SHORT PROBLEM
Recast the records below as a numbered list, leaving out any blank lines.

[Records from a point labeling set]
● ● ●

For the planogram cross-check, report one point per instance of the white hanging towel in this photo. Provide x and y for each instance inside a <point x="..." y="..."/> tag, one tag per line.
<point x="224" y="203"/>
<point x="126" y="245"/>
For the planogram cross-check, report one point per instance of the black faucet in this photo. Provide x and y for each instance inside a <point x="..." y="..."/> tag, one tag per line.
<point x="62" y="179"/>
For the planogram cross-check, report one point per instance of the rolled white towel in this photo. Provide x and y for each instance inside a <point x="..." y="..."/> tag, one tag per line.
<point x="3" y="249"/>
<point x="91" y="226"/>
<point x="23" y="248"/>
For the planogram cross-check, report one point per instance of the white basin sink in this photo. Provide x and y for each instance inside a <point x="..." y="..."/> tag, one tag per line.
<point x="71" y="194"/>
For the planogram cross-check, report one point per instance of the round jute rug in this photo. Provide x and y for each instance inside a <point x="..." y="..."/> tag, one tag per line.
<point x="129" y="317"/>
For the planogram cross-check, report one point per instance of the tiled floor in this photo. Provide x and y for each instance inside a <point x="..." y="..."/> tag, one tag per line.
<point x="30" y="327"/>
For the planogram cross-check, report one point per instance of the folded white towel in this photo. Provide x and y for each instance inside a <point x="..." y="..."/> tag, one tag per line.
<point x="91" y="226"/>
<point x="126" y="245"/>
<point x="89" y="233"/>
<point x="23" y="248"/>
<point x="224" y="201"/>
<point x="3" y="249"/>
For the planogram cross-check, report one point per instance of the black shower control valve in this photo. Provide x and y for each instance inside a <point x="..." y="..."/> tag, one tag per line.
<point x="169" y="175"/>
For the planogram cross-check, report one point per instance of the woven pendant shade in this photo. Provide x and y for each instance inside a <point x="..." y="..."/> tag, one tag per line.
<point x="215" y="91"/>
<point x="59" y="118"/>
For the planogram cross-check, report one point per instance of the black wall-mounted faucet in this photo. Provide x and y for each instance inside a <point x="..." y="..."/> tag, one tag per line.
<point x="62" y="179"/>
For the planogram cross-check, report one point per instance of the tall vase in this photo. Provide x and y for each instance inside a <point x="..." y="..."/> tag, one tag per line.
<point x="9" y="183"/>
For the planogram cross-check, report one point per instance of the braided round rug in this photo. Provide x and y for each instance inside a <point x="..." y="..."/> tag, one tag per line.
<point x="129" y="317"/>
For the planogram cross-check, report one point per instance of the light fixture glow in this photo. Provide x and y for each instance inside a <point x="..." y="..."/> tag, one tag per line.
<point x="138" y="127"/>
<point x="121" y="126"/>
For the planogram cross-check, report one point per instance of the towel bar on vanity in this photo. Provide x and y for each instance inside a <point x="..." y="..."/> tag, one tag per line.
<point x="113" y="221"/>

● ● ●

CORRECT ANSWER
1. For the planogram cross-check, report one point per instance of the white hanging towel in this photo. Provide x and y for each instance inside a <point x="..." y="..."/> tag, one tag per line.
2. <point x="224" y="203"/>
3. <point x="126" y="245"/>
4. For the planogram cross-check, report one point per instance of the black faucet in this photo. Provide x and y for each instance inside a <point x="..." y="..."/> tag, one tag per line.
5. <point x="62" y="179"/>
6. For the planogram cross-check, report one point per instance of the rolled white towel in this photo. Provide x and y for each instance inside a <point x="..." y="..."/> tag, one tag per line.
7. <point x="3" y="249"/>
8. <point x="91" y="226"/>
9. <point x="23" y="248"/>
10. For the planogram cross-check, report one point per instance of the white basin sink in this photo. Provide x and y for each instance inside a <point x="..." y="..."/> tag, one tag per line.
11. <point x="71" y="194"/>
12. For the planogram cross-check, report one point per instance of the round jute rug in this photo. Provide x and y for each instance inside a <point x="..." y="..."/> tag, one tag per line.
13. <point x="129" y="317"/>
14. For the planogram cross-check, report one point per instance of the tiled floor in this photo. Provide x and y for each instance inside a <point x="..." y="..."/> tag, one tag per line.
15. <point x="30" y="327"/>
16. For the planogram cross-check, report one point per instance of the folded white towel in this photo. Provide x and y for each instance inside a <point x="..." y="..."/> tag, one tag per line.
17. <point x="91" y="226"/>
18. <point x="126" y="245"/>
19. <point x="89" y="233"/>
20. <point x="23" y="248"/>
21. <point x="224" y="201"/>
22. <point x="3" y="249"/>
23. For the planogram cross-check, report one point per instance of the black shower control valve in this photo. Provide x and y for each instance inside a <point x="..." y="..."/> tag, one tag per line.
24. <point x="169" y="175"/>
25. For the planogram cross-check, report one point per instance of the woven pendant shade in this photo. Provide x and y for each instance inside a <point x="..." y="..."/> tag, one tag per line.
26. <point x="215" y="91"/>
27. <point x="59" y="118"/>
28. For the planogram cross-check, report one point per instance of the black wall-mounted faucet in this photo. Provide x and y for each instance inside a <point x="..." y="..."/> tag, one tag per line.
29. <point x="62" y="179"/>
30. For the planogram cross-check, report one point per instance of the tall vase in this photo. Provide x and y for each instance inside a <point x="..." y="..."/> tag, one tag per line.
31. <point x="9" y="183"/>
32. For the planogram cross-check, report one point per instance of the braided round rug in this photo. Provide x and y for each instance inside a <point x="..." y="..."/> tag, one tag per line.
33. <point x="129" y="317"/>
34. For the planogram cross-check, report one point per instance of the light fixture glow in this photo. Provide x and y for each instance inside a <point x="..." y="..."/> tag, one tag per line.
35. <point x="138" y="127"/>
36. <point x="121" y="126"/>
37. For the planogram cross-check, report one point per instance of the towel bar on vanity in this photo. Provide x and y for each instance inside a <point x="..." y="..."/> tag, one tag per line.
38. <point x="113" y="221"/>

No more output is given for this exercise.